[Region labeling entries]

━━━━━━━━

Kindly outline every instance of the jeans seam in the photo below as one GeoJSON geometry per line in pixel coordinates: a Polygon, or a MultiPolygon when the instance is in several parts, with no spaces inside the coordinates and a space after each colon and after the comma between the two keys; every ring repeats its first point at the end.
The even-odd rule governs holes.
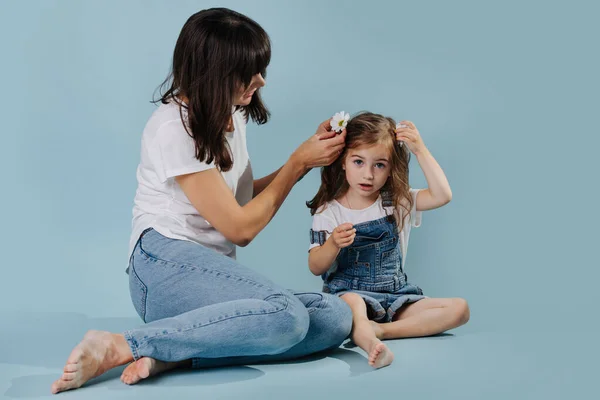
{"type": "Polygon", "coordinates": [[[123,332],[123,336],[125,336],[125,340],[127,341],[127,344],[129,345],[129,349],[131,350],[131,354],[133,355],[133,360],[137,361],[139,360],[140,354],[138,353],[138,343],[135,340],[135,338],[133,337],[133,335],[131,335],[131,332],[129,331],[125,331],[123,332]]]}
{"type": "Polygon", "coordinates": [[[173,333],[185,333],[185,332],[191,331],[193,329],[202,328],[202,327],[213,325],[213,324],[216,324],[216,323],[219,323],[219,322],[223,322],[223,321],[229,321],[230,319],[233,319],[233,318],[247,317],[249,315],[261,315],[262,316],[262,315],[267,315],[267,314],[275,314],[275,313],[287,310],[287,308],[289,306],[289,301],[288,301],[287,297],[284,294],[282,294],[282,293],[277,293],[277,294],[269,295],[269,296],[265,297],[263,300],[267,301],[267,299],[269,299],[271,297],[277,297],[277,296],[282,297],[285,300],[285,303],[284,303],[284,305],[282,307],[275,308],[272,311],[270,311],[270,310],[263,310],[263,311],[258,312],[258,313],[253,313],[253,312],[240,313],[240,314],[236,314],[236,315],[232,315],[232,316],[227,316],[226,318],[221,318],[221,319],[218,319],[218,320],[215,320],[215,321],[209,320],[208,323],[195,324],[195,325],[192,325],[192,326],[187,327],[187,328],[180,328],[180,329],[176,329],[176,330],[170,331],[170,332],[163,331],[163,333],[157,333],[156,335],[153,335],[152,337],[144,338],[143,340],[141,340],[138,343],[138,346],[145,345],[145,344],[149,343],[152,339],[155,339],[155,338],[158,338],[158,337],[171,335],[173,333]]]}
{"type": "MultiPolygon", "coordinates": [[[[132,255],[133,257],[133,255],[132,255]]],[[[143,299],[142,299],[142,304],[141,304],[141,310],[140,310],[140,316],[142,317],[142,321],[146,322],[146,303],[148,302],[148,286],[146,286],[146,284],[142,281],[142,279],[140,278],[140,276],[137,274],[136,270],[135,270],[135,266],[133,265],[134,263],[131,263],[131,268],[130,268],[130,272],[133,272],[133,280],[135,281],[135,283],[142,289],[143,292],[143,299]]]]}
{"type": "Polygon", "coordinates": [[[262,283],[259,283],[259,282],[256,282],[256,281],[253,281],[251,279],[244,278],[244,277],[241,277],[241,276],[238,276],[238,275],[235,275],[235,274],[220,272],[220,271],[216,271],[214,269],[200,267],[200,266],[193,265],[193,264],[178,263],[178,262],[175,262],[175,261],[164,260],[162,258],[155,257],[153,255],[148,254],[146,251],[144,251],[144,249],[141,246],[141,243],[140,243],[140,254],[142,255],[142,257],[146,258],[148,261],[152,261],[152,262],[155,262],[155,263],[162,263],[162,264],[170,266],[171,268],[178,268],[179,267],[179,268],[190,269],[192,271],[199,270],[200,272],[204,272],[204,273],[208,273],[208,274],[216,274],[216,276],[225,275],[226,278],[232,278],[233,277],[233,278],[237,279],[238,281],[246,282],[246,283],[249,283],[249,284],[257,286],[257,287],[266,287],[266,288],[269,288],[269,289],[273,289],[270,286],[263,285],[262,283]]]}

━━━━━━━━

REQUIRED TASK: Update the entries above by changing "jeans seam" to "trouser seam" and keeping everything else the same. Leave the pictures out of your version.

COMPLETED TASK:
Kindly outline every instance of the trouser seam in the photo below as one GeoJSON geometry per line in pixel coordinates: a Polygon, or a MultiPolygon when the instance is in several parts, with no spaces inside the coordinates and a space after each colon and after the comma between the two keys; every ring repeats its first point at the end.
The even-odd rule governs holes.
{"type": "Polygon", "coordinates": [[[123,332],[123,336],[125,336],[125,340],[127,341],[127,344],[129,345],[129,349],[131,350],[131,354],[133,355],[133,360],[137,361],[139,360],[140,354],[138,353],[138,343],[135,340],[135,338],[133,337],[133,335],[131,335],[131,332],[129,331],[125,331],[123,332]]]}
{"type": "Polygon", "coordinates": [[[173,333],[185,333],[185,332],[191,331],[193,329],[202,328],[202,327],[213,325],[213,324],[216,324],[216,323],[219,323],[219,322],[223,322],[223,321],[229,321],[230,319],[233,319],[233,318],[247,317],[249,315],[261,315],[262,316],[262,315],[267,315],[267,314],[275,314],[275,313],[287,310],[287,308],[289,306],[289,301],[288,301],[287,297],[284,294],[282,294],[282,293],[277,293],[277,294],[269,295],[269,296],[265,297],[263,300],[267,301],[267,299],[269,299],[271,297],[277,297],[277,296],[282,297],[285,300],[285,303],[284,303],[284,305],[282,307],[275,308],[272,311],[270,311],[270,310],[263,310],[263,311],[258,312],[258,313],[253,313],[253,312],[240,313],[240,314],[236,314],[236,315],[232,315],[232,316],[227,316],[226,318],[221,318],[221,319],[218,319],[218,320],[215,320],[215,321],[209,320],[208,323],[195,324],[195,325],[192,325],[192,326],[187,327],[187,328],[180,328],[180,329],[176,329],[176,330],[170,331],[170,332],[163,331],[163,333],[157,333],[156,335],[153,335],[152,337],[144,338],[143,340],[141,340],[138,343],[138,346],[145,345],[145,344],[149,343],[152,339],[155,339],[155,338],[158,338],[158,337],[171,335],[173,333]]]}
{"type": "MultiPolygon", "coordinates": [[[[132,255],[133,257],[133,255],[132,255]]],[[[143,299],[142,299],[142,304],[141,304],[141,310],[140,310],[140,316],[142,317],[142,321],[146,322],[146,303],[148,302],[148,286],[146,286],[146,284],[142,281],[142,279],[140,278],[140,276],[137,274],[136,270],[135,270],[135,266],[133,265],[134,263],[131,263],[131,268],[130,268],[130,272],[133,272],[133,280],[135,281],[135,283],[142,289],[143,292],[143,299]]]]}
{"type": "Polygon", "coordinates": [[[262,283],[259,283],[259,282],[256,282],[256,281],[253,281],[251,279],[244,278],[244,277],[241,277],[241,276],[238,276],[238,275],[235,275],[235,274],[220,272],[220,271],[216,271],[214,269],[200,267],[200,266],[193,265],[193,264],[178,263],[178,262],[175,262],[175,261],[164,260],[162,258],[155,257],[153,255],[148,254],[146,251],[144,251],[144,249],[141,246],[141,243],[140,243],[140,254],[142,255],[142,257],[146,258],[148,261],[152,261],[152,262],[155,262],[155,263],[162,263],[162,264],[170,266],[171,268],[178,268],[179,267],[179,268],[190,269],[192,271],[199,270],[200,272],[204,272],[204,273],[208,273],[208,274],[216,274],[216,276],[225,275],[226,278],[232,278],[233,277],[233,278],[237,279],[238,281],[246,282],[246,283],[249,283],[249,284],[257,286],[257,287],[266,287],[266,288],[269,288],[269,289],[273,289],[270,286],[263,285],[262,283]]]}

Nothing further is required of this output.